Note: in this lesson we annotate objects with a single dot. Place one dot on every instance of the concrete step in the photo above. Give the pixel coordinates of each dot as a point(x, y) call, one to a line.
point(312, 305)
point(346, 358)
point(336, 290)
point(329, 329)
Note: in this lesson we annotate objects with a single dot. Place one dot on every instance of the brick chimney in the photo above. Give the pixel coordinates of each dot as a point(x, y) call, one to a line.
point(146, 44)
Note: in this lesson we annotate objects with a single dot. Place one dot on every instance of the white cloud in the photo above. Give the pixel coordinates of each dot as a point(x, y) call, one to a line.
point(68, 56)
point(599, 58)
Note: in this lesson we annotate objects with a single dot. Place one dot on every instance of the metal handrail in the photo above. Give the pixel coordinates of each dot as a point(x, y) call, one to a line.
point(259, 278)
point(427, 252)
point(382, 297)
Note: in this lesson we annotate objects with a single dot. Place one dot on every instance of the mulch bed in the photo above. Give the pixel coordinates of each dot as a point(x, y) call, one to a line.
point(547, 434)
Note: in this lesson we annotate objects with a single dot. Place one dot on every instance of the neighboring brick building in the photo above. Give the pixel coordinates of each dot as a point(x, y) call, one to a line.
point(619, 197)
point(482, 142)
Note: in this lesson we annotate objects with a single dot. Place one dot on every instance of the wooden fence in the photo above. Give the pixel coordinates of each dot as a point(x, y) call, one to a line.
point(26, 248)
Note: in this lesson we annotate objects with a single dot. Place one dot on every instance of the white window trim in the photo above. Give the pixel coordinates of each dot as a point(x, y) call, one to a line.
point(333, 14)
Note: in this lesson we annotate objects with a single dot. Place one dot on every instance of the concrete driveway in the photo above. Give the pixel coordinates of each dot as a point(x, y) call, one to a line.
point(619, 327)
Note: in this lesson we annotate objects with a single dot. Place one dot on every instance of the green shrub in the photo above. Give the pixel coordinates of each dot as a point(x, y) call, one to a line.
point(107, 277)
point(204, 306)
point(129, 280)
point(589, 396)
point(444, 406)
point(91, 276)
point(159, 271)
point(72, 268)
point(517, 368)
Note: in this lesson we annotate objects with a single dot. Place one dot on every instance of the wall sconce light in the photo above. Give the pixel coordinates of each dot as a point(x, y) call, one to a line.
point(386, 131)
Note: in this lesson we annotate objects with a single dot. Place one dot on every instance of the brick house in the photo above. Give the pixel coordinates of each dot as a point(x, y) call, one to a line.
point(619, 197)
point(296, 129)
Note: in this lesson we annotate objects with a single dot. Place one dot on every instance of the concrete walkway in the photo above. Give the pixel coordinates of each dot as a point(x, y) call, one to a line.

Requirement.
Copy every record above exactly as it is.

Your response.
Note: in this lesson we annotate objects with a single dot. Place one dot on every instance of the concrete step in the photo above. Give the pixel coordinates of each dot as a point(x, y) call, one to a line.
point(312, 305)
point(346, 358)
point(336, 290)
point(329, 329)
Note: in this lesson we annotate objects with a single dot. Place one dot on every instance of the brick chimney in the photo above. Give the pixel coordinates of each dot as a point(x, y) call, one to a line.
point(146, 44)
Note: in this lesson we annotate objects with a single dot. Place one dot on every instance of the white cloud in the photo above. Give the pixel coordinates of each dot as a point(x, y) call, one to a line.
point(68, 56)
point(599, 58)
Note: in this lesson we annotate objects with a single dot. Place one dot on every instance of the metal handrail in the photo above. Give the pixel coordinates of each dot as a point(x, y) call, one to a line.
point(259, 278)
point(427, 252)
point(382, 297)
Note: in this lesson we annotate objects with a single dot. Place one dot on every instance of the mulch bed in the photo above. Give the pixel coordinates of each dot as a point(x, y) call, one to a line.
point(547, 434)
Note: in this lesson we annotate objects with a single dot. Place one dot on every instance of the neighboring brick building in the photo above. Give the pixel coordinates of each dot as a point(x, y) call, one to a line.
point(619, 197)
point(482, 142)
Note: in this lesson we annotate objects with a single dot. Place one dot on every instance of the wooden fence in the photo above. Give the pixel coordinates of each dot as a point(x, y) call, one to a line.
point(26, 248)
Note: in this lesson we annotate objects with a single dot. Place one dot on every instance of the white window trim in the photo above. Give the pixel coordinates of each dot as a point(x, y) call, one to a line.
point(333, 14)
Note: in this lesson we annotate objects with a single dot. Place one dot on every instance of the concrete driveway in the photo above. Give the pixel coordinates of each dot as a point(x, y) call, one to a line.
point(619, 327)
Note: in this lesson we annotate objects with a single dot. Place one dot on every instance of the green shrub in the photo above. Give the pixel coordinates of each dot as a point(x, y) call, one to a line.
point(107, 277)
point(204, 306)
point(129, 280)
point(589, 396)
point(444, 406)
point(91, 276)
point(159, 271)
point(72, 268)
point(517, 368)
Note: in this lesson we annotate objects with a single dot. Place one dot on every instance of the wall sconce light in the photo above. Give the pixel coordinates of each dot as a point(x, y) call, one to a line.
point(386, 131)
Note: in this lesson we annotate objects with a single dot. Place one dot on every instance of the brick house in the photo above. Give the pixel coordinates of each dot as a point(x, y) call, one to a line.
point(619, 197)
point(296, 129)
Note: in this lesson we annotate objects with a single dot. Place one dot on every instance of the concrete walkway in the photo above. Give the pixel coordinates of each dot as a point(x, y) call, one to a line.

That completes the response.